→ **GIVEN REQUEST**: State how many lines of the material below contain the string "gold". Reply with the number alone.

[start]

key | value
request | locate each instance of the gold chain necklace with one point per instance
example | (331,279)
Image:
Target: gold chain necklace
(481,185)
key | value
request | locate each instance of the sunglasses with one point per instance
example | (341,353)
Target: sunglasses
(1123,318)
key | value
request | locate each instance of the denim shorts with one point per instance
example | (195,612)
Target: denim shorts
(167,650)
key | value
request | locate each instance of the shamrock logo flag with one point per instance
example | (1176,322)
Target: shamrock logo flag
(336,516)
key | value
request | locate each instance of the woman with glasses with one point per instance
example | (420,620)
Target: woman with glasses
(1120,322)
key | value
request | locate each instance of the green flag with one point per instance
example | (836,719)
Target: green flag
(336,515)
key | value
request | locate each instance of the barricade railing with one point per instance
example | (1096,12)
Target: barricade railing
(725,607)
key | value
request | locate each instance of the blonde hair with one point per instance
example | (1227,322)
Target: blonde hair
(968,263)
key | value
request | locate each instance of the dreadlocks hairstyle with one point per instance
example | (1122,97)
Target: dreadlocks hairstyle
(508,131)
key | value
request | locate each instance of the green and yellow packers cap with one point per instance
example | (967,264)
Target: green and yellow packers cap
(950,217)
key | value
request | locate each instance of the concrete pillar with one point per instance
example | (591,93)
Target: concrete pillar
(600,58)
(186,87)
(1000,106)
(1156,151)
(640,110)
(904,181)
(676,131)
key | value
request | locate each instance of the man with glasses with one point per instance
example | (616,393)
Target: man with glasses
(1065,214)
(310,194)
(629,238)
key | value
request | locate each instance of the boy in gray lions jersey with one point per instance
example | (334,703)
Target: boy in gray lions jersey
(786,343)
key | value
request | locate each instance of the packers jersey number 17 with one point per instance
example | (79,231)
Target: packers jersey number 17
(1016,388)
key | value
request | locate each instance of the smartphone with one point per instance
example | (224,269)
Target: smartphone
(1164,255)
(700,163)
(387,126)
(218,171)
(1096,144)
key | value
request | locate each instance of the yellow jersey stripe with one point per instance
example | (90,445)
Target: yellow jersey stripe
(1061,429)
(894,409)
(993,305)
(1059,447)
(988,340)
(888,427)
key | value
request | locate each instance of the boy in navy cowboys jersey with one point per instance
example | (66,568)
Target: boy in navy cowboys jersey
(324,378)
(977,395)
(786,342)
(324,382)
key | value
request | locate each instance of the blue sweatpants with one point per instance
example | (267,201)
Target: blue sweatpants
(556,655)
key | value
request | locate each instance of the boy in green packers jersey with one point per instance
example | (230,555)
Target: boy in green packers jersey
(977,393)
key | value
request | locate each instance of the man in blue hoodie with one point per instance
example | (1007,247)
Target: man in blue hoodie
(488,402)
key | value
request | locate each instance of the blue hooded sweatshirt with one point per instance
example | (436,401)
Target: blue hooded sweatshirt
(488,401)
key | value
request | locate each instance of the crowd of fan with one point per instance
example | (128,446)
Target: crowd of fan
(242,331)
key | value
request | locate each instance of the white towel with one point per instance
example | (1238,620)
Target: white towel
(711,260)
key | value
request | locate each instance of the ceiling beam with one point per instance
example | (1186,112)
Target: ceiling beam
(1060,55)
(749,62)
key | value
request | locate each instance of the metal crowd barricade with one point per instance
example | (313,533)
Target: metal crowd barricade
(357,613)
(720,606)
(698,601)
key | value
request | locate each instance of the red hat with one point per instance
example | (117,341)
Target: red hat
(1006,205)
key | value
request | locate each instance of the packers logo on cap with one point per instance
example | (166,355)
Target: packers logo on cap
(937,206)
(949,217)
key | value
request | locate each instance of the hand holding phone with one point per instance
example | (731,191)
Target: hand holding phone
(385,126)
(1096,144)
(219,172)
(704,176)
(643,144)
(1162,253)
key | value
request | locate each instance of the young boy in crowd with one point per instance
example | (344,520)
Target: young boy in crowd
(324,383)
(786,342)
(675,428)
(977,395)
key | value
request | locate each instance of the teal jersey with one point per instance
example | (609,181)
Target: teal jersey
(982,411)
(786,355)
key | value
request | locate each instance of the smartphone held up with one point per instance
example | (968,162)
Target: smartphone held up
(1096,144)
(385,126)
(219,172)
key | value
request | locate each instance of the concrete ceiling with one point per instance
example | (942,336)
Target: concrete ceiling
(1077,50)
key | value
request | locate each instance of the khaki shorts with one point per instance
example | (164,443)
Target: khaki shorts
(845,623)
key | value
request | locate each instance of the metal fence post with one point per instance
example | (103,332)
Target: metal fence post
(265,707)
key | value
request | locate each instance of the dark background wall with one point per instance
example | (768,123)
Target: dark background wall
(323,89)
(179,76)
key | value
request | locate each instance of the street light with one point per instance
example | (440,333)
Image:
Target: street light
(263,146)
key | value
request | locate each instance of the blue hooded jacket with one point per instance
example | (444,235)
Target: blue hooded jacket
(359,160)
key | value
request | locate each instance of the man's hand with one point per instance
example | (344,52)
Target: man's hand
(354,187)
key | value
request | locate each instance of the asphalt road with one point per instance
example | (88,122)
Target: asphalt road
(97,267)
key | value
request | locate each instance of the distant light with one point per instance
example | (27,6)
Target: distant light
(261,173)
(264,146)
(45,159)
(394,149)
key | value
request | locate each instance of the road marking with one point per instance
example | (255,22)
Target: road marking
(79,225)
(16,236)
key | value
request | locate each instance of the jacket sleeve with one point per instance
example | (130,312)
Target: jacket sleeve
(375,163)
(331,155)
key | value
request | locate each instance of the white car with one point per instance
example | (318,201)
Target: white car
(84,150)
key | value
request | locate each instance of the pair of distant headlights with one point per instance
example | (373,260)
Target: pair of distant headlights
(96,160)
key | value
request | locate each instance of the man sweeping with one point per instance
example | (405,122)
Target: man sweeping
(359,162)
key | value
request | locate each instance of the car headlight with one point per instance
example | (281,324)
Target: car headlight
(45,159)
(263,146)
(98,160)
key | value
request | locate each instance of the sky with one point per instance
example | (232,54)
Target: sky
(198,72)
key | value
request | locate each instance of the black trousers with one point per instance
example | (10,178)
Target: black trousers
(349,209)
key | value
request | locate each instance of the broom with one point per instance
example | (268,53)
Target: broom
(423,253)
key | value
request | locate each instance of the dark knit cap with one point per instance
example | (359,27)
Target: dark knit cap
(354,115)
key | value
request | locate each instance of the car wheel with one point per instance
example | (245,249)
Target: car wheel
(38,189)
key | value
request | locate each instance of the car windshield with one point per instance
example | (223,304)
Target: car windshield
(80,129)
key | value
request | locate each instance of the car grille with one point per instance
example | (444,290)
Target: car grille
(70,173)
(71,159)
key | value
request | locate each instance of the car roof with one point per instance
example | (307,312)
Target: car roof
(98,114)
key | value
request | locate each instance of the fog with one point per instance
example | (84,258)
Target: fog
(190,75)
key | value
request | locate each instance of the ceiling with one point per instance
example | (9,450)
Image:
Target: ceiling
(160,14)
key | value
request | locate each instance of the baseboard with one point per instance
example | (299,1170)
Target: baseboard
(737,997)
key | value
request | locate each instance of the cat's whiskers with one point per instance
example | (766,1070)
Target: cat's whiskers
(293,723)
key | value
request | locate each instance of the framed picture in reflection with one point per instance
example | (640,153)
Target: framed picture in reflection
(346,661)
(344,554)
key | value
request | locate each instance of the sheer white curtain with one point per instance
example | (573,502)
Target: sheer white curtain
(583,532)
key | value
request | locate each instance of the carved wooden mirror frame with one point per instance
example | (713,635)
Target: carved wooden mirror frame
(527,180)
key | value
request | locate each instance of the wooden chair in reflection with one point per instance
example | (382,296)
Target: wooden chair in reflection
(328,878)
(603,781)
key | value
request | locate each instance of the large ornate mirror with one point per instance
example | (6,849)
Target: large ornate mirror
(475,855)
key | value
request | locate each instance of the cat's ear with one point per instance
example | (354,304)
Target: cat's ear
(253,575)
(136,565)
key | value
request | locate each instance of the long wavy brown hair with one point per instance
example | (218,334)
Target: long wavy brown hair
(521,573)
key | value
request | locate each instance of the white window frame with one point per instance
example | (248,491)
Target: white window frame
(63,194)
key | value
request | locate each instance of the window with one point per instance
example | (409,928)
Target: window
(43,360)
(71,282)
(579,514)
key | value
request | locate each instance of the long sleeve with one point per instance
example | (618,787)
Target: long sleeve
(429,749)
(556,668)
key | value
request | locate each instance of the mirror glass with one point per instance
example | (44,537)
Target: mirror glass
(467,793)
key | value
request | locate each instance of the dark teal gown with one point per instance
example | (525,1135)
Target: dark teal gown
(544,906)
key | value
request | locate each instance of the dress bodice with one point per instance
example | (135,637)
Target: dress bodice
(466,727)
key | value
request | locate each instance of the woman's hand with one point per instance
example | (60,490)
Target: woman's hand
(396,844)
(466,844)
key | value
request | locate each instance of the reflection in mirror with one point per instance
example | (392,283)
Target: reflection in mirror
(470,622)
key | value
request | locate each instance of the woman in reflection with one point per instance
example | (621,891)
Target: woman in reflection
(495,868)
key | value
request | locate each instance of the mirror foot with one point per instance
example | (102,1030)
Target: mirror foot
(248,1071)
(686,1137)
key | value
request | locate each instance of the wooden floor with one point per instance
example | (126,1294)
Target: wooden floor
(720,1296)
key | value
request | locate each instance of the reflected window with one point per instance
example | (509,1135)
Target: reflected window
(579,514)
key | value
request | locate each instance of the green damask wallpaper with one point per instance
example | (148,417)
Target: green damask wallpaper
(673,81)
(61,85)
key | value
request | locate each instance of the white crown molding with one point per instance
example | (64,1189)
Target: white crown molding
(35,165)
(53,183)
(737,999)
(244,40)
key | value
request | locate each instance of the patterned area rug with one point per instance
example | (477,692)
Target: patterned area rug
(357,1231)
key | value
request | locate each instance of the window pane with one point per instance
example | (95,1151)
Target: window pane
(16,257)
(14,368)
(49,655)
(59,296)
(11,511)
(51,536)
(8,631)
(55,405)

[end]

→ **THE ANSWER**: 2